▶
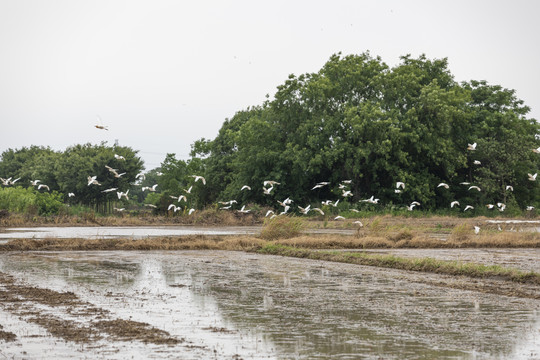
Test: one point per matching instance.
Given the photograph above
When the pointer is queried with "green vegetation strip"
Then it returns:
(415, 264)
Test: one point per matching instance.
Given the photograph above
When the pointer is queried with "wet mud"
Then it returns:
(231, 305)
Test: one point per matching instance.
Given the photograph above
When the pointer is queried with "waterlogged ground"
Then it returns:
(234, 305)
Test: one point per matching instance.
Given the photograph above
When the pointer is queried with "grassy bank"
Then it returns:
(412, 264)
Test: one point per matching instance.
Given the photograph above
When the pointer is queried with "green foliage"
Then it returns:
(359, 119)
(281, 227)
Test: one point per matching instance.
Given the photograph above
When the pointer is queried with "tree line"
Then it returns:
(355, 119)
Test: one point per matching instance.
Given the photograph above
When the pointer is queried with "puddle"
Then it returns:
(228, 305)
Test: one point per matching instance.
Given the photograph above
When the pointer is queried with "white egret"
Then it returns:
(244, 210)
(197, 178)
(92, 180)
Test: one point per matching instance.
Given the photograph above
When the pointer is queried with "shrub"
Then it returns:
(281, 227)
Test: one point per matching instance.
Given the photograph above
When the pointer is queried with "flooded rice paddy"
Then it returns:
(136, 232)
(235, 305)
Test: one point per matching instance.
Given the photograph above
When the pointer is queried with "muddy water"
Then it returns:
◀
What is needed:
Write the listing out a second time exactly, dropping all images.

Expected output:
Test: one point per matching instance.
Given the photograph above
When the pointer is queried with "green vegetation strip"
Then it returns:
(415, 264)
Test: one point per matching instance.
Given the photograph above
When the pointer is queried with "wet mud"
Then it returns:
(231, 305)
Test: one point per matching instance.
Given the photograph above
When the pointer is queried with "waterlogged ground"
Then it returns:
(234, 305)
Test: one point per matching instance.
Given the photograph above
When the pointer is queried with "grassy bank"
Then it returns:
(412, 264)
Test: one point per matching instance.
Given the photograph above
When the pointer is queried with "green foliage"
Then it returns:
(359, 119)
(281, 227)
Test: one point per matching instance.
Given the photograph above
When the pointer is queried with "tree line"
Then it returns:
(355, 119)
Test: one point per matching instance.
Given the photograph above
When the pointer is queried with "puddle"
Then it returns:
(228, 305)
Test: one point per matching instance.
Given the photograph above
When the pointer is queried with "white egret"
Then it returns:
(244, 210)
(197, 178)
(92, 180)
Test: one point per matching instance.
Given the photograph above
When the pointer is queried with "shrub"
Then it returns:
(281, 227)
Test: one point per matching instance.
Given the photograph above
When the pointer is queried with "flooded rice paddy"
Then it returns:
(136, 232)
(235, 305)
Test: one point per matching instance.
Given the photograph above
When the pointer is queried with "muddy water"
Then it returns:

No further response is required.